-- CONSIGNE A --
Renvoyez tel quel le segment de l'article sur le harcèlement des femmes au Maroc qui va de « Au Maroc, marcher » jusqu'à « sociétales au Maghreb. ».
-- CONSIGNE B --
Traduisez en anglais la phrase suivante de l'article sur le harcèlement des femmes au Maroc : « Des internautes ont également appelé à un sit-in ce mercredi à Casablanca pour exprimer leur indignation. »
-- CONSIGNE C --
Poursuivez l'article sur le harcèlement des femmes au Maroc à partir de sa dernière phrase.

++++ TEXTE FOURNI

Plus d’informations sur la pagePolitique de gestion des cookies

Des réactions controversées

« Horreur à Casablanca », « des monstres commettent un crime odieux », écrit la presse locale, qui tire la sonnette d’alarme sur le phénomène du harcèlement des femmes dans l’espace public. L’association Touche pas à mon enfant – qui a utilisé Facebook pour publier des captures d’écran de la vidéo afin de permettre l’identification des agresseurs – a lancé un appel à témoins afin « de traduire en justice cette horde barbare qui s’est attaquée lâchement à une jeune fille ». « Je n’aime pas dessiner et être en colère en même temps, mais j’en ai marre d’annuler mes rendez-vous parce que j’ai peur d’utiliser les transports en commun la nuit, marre d’avoir peur de sortir (…) on ne veut plus de viol au Maroc ! », note de son côté une dessinatrice marocaine sur Facebook. Des internautes ont également appelé à un sit-in ce mercredi à Casablanca pour exprimer leur indignation.

a

Mais d’autres, en revanche, s’en sont pris à la victime, prenant la défense des agresseurs. Certains internautes ont en effet jugé la tenue « indécente » et « provocante », relève Le Monde. « Vu comment elle est habillée, elle ne peut s’en prendre qu’à elle-même ! », commente un internaute sur Facebook. « C’est une prostituée. Elle n’a eu que ce qu’elle méritait », écrit un autre. Des réactions mitigées qui témoignent des contradictions d’une société tiraillée entre modernité et conservatisme, ajoute le quotidien précisant que ces agressions sont la plupart du temps ignorées par les autorités. « La loi marocaine condamne le harcèlement des femmes au travail, mais pas dans les espaces publics », avait affirmé début août à l’AFP Mustapha Ramid, ministre d’Etat chargé des droits de l’homme.

« Propagation d’une idéologie misogyne »

Au Maroc, marcher seule dans la rue relève en effet parfois du parcours du combattant. Ou plutôt de la combattante : elles y subissent fréquemment remarques désobligeantes et insultes, mentionne l’AFP. Selon les chiffres officiels issus du Haut commissariat au plan marocain (HCP) , près de deux Marocaines sur trois sont victimes de violences. Et les lieux publics sont les endroits où la violence physique à leur égard est la plus manifeste. « Il y a une recrudescence de ces actes notamment dans les grandes villes », note auprès de 20 Minutes, Kader Abderrahim, chercheur à l’Institut de relations internationales et stratégiques (IRIS) et spécialiste des évolutions sociétales au Maghreb.

++++++++
++++ LIGNES FOURNIES

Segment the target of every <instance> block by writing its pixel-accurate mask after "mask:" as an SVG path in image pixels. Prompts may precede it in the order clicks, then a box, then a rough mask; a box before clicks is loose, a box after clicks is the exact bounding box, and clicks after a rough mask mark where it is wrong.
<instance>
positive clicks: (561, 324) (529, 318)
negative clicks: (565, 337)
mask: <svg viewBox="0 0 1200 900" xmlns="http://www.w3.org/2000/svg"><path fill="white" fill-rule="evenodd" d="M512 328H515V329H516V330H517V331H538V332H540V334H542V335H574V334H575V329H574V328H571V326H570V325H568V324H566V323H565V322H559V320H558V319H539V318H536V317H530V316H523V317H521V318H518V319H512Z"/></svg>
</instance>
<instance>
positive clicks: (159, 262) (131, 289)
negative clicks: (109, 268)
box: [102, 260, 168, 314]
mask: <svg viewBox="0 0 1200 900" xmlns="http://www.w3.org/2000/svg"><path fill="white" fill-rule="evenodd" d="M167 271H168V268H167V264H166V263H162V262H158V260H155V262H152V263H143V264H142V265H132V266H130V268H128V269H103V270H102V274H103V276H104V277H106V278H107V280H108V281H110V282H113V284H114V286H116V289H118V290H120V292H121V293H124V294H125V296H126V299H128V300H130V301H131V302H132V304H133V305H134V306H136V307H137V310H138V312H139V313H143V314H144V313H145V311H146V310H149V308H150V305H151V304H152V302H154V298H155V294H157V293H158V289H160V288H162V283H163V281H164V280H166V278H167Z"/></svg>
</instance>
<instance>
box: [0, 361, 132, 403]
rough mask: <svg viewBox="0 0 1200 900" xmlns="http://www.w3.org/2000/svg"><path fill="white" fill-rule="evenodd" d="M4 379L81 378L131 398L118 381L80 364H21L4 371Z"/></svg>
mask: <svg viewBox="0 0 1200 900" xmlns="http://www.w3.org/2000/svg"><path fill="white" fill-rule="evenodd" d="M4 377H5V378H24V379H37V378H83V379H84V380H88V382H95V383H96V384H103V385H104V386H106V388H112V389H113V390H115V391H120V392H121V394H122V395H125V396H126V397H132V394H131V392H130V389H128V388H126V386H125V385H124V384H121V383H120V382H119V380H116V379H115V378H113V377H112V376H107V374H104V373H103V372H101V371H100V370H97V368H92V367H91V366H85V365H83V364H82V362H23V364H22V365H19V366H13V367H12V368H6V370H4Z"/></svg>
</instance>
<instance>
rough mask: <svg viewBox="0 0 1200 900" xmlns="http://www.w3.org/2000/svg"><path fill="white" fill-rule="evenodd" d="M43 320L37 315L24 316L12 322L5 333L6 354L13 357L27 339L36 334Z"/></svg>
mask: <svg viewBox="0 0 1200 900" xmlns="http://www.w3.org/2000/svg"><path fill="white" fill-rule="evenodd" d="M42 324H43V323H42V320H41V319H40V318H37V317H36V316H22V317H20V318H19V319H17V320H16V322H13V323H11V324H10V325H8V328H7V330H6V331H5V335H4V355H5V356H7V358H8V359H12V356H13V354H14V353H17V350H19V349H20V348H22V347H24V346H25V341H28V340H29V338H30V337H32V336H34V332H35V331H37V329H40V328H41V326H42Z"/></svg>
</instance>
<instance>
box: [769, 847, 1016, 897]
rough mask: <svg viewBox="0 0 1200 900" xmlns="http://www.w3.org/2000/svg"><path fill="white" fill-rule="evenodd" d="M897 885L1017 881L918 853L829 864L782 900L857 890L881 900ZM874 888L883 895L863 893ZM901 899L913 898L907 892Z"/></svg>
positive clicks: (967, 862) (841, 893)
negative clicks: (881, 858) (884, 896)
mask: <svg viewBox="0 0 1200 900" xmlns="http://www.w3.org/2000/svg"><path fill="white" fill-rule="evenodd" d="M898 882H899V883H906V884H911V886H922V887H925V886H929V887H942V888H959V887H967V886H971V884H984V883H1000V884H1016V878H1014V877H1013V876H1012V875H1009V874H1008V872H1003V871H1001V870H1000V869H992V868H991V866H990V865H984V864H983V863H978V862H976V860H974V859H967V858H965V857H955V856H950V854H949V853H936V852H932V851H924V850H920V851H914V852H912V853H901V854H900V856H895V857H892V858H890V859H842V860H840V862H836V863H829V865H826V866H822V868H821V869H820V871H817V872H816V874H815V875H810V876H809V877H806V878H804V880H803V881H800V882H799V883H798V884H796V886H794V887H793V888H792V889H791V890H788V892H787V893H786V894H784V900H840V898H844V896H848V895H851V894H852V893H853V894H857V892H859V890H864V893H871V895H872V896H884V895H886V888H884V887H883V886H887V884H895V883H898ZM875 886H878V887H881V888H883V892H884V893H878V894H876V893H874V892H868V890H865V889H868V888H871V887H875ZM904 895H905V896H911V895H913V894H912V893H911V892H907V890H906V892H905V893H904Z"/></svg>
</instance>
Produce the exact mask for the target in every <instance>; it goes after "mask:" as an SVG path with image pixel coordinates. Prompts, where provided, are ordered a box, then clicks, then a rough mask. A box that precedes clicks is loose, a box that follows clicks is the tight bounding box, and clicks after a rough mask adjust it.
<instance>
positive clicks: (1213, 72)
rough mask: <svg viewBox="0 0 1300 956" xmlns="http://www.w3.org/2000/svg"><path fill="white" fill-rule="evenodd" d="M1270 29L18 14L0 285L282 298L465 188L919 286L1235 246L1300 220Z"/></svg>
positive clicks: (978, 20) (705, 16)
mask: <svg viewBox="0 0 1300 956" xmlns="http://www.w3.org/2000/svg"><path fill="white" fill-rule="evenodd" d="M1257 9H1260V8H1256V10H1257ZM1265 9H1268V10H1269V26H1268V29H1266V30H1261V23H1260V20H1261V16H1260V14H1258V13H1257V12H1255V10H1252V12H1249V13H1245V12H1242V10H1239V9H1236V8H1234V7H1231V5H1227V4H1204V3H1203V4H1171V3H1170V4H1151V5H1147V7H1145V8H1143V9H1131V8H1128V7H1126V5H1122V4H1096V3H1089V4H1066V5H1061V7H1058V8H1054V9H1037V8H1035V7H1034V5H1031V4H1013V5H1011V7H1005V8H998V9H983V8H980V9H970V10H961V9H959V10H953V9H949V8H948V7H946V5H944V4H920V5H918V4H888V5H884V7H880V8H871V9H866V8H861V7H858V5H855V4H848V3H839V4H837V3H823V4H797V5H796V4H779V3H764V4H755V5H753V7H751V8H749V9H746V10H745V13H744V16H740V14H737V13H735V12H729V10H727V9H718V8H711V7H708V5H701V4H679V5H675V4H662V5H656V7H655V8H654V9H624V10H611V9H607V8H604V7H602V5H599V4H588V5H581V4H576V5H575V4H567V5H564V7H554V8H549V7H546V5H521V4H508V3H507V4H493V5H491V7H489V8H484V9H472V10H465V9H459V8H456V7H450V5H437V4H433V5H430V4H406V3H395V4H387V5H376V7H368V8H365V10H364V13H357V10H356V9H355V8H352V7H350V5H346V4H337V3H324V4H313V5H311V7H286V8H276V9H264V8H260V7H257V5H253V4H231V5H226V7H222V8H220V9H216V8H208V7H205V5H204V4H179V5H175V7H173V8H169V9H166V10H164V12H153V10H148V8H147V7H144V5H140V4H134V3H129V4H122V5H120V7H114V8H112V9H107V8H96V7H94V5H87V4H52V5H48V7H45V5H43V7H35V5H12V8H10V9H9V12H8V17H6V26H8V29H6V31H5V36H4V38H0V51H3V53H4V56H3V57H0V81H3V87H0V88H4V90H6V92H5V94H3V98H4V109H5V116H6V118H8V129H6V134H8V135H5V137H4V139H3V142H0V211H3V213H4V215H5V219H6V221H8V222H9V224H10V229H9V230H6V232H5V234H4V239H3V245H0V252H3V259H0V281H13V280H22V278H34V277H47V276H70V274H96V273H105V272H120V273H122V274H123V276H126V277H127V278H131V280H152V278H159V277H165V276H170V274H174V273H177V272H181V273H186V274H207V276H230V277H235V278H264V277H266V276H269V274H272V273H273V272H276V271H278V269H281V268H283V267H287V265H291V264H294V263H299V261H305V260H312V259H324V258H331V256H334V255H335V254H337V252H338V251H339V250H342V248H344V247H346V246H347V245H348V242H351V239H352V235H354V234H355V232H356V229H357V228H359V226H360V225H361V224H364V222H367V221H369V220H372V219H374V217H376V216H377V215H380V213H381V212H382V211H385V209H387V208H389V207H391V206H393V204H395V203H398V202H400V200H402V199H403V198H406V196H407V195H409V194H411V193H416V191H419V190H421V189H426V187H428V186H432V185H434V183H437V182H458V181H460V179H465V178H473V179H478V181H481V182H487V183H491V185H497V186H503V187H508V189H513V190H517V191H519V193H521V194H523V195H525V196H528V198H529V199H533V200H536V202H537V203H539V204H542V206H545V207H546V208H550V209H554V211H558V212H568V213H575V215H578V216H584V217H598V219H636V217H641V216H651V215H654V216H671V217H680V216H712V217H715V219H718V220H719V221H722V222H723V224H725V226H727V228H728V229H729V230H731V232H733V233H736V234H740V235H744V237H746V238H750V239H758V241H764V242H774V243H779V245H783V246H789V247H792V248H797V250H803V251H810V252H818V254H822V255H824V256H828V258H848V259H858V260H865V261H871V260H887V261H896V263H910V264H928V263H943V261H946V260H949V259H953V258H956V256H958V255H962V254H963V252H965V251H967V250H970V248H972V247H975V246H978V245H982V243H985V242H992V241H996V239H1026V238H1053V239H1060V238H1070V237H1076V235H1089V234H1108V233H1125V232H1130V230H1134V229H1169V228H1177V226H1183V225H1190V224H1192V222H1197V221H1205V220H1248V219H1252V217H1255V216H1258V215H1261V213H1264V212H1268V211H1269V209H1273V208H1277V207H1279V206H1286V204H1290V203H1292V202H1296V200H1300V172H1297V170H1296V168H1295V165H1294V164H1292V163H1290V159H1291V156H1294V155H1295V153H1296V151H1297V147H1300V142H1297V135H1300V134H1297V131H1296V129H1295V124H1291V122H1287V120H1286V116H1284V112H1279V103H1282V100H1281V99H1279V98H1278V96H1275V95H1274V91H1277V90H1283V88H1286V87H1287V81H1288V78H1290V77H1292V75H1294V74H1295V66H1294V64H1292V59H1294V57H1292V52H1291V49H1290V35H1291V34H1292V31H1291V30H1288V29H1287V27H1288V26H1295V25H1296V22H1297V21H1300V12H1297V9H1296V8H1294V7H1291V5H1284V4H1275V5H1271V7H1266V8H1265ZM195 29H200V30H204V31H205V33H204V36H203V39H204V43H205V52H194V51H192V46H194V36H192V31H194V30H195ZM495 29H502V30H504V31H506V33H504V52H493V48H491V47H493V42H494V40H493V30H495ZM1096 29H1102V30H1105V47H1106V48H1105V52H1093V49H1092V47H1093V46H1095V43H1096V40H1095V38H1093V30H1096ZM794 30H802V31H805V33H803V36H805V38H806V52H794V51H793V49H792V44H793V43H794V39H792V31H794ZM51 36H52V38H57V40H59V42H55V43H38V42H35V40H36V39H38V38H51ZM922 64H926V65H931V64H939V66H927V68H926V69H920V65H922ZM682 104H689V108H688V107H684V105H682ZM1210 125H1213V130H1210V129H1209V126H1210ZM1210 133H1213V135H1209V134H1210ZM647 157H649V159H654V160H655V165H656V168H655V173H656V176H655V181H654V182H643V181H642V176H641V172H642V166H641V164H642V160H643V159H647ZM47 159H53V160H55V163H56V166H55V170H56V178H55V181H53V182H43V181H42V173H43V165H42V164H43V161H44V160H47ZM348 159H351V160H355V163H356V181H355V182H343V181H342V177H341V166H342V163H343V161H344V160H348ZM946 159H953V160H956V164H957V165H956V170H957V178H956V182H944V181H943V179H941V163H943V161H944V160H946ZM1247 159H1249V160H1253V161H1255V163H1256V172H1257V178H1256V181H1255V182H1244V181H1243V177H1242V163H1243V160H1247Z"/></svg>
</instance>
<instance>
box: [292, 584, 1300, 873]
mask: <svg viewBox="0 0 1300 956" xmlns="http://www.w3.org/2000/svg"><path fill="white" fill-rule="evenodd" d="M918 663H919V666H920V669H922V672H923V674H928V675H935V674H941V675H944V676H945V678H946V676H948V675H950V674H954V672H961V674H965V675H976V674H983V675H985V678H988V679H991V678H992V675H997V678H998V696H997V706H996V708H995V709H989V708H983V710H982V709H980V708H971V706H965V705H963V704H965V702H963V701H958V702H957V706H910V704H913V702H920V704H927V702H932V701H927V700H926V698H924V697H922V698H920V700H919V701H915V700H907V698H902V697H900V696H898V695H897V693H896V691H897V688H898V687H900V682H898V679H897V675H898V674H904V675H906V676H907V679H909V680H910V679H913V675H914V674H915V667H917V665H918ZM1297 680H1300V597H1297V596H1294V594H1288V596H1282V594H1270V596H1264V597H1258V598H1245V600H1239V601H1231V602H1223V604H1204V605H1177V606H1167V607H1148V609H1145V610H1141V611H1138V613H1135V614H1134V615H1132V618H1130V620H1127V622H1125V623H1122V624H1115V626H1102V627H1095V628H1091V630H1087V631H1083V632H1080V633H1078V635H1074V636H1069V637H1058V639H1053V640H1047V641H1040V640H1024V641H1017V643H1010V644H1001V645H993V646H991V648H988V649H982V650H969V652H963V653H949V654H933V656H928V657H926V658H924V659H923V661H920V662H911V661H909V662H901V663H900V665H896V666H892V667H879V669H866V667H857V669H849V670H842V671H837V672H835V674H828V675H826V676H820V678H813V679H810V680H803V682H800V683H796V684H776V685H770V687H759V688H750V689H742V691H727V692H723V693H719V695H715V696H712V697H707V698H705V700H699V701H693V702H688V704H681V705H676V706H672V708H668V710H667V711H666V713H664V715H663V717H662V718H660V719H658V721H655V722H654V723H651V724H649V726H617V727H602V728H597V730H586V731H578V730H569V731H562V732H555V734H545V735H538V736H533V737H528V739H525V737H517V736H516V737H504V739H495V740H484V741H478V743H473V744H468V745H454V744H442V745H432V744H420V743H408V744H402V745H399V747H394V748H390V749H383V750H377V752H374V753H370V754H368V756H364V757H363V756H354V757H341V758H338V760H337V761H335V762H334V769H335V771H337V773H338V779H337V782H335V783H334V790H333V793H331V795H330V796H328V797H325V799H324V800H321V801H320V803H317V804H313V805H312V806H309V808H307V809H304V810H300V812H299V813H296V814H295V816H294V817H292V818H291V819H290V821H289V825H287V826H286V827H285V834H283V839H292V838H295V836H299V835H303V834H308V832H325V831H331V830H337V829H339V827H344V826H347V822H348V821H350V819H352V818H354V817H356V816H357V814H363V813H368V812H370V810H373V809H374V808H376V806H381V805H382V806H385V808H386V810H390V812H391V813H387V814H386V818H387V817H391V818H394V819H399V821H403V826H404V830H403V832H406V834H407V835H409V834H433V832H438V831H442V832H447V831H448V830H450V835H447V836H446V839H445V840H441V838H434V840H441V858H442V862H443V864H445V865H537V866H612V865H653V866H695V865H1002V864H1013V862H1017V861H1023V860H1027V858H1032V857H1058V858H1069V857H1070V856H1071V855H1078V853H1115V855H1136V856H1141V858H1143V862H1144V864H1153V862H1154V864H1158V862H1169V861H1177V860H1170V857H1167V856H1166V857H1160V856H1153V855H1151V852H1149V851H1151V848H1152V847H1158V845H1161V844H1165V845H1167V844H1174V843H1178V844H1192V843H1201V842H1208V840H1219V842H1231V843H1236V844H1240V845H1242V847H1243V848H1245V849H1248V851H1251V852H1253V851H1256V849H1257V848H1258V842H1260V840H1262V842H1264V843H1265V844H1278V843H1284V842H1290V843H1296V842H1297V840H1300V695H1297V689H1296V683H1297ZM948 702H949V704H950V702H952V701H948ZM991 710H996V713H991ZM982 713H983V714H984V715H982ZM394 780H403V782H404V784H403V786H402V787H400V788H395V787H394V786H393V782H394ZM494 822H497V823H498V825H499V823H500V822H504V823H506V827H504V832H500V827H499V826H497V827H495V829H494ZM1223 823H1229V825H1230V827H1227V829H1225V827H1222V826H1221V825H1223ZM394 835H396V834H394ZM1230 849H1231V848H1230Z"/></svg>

++++++++

-- RÉPONSE A --
Au Maroc, marcher seule dans la rue relève en effet parfois du parcours du combattant. Ou plutôt de la combattante : elles y subissent fréquemment remarques désobligeantes et insultes, mentionne l’AFP. Selon les chiffres officiels issus du Haut commissariat au plan marocain (HCP) , près de deux Marocaines sur trois sont victimes de violences. Et les lieux publics sont les endroits où la violence physique à leur égard est la plus manifeste. « Il y a une recrudescence de ces actes notamment dans les grandes villes », note auprès de 20 Minutes, Kader Abderrahim, chercheur à l’Institut de relations internationales et stratégiques (IRIS) et spécialiste des évolutions sociétales au Maghreb.

-- RÉPONSE B --
Internet users also called for a sit-in this Wednesday in Casablanca to express their outrage.

-- RÉPONSE C --
Khadija Ryadi, l’ex-présidente de l’Association marocaine des droits humains (AMDH) et Prix de l’ONU pour les droits de l’homme en 2013 explique que « des femmes sont agressées dans la rue, humiliées, insultées » et qu’à un certain moment de la nuit, cela « devient l’état de siège pour elles ». Nouzha Skalli, ancienne ministre marocaine analyse la situation dans le pays comme pleine de contradictions avec d’un côté la « libéralisation des mœurs, qui légitime l’attrait sexuel pour les filles et déculpabilise la drague » et de l’autre la « propagation d’une idéologie misogyne et agressive, qui les accuse de s’habiller de façon provocante et les considère comme responsables ».

« Ce phénomène n’est toutefois pas nouveau. La société marocaine est confrontée à cela depuis longtemps. Mais aujourd’hui, avec les smartphones et les réseaux sociaux, la réalité ne peut plus être cachée. Et tout ce qui peut contribuer à un réveil des esprits est une bonne chose », poursuit Kader Abderrahim. Mais la diffusion massive de ces vidéos peut-elle faire évoluer la situation et les mentalités ?

« Cette diffusion peut amener à une prise de conscience »

« D’un côté, cette diffusion fait prendre conscience de la place des femmes dans l’espace public. Et tout ce qui peut amener à une prise de conscience sur les violences faites aux femmes marocaines est bienvenu », réagit auprès de 20 Minutes, Yann Leroux, psychologue et spécialiste des réseaux sociaux, qui pointe également un risque d’« effet contraire ». « Ces vidéos peuvent être utilisées pour servir un tout autre discours ». Notamment violent et misogyne.

« En fait, il faut des discussions entre les politiques et une éducation aux réseaux sociaux tout en faisant attention à l’effet loupe ». Selon le spécialiste, « changer les mentalités ne se fait pas en un clic ». « C’est un travail de longue haleine ».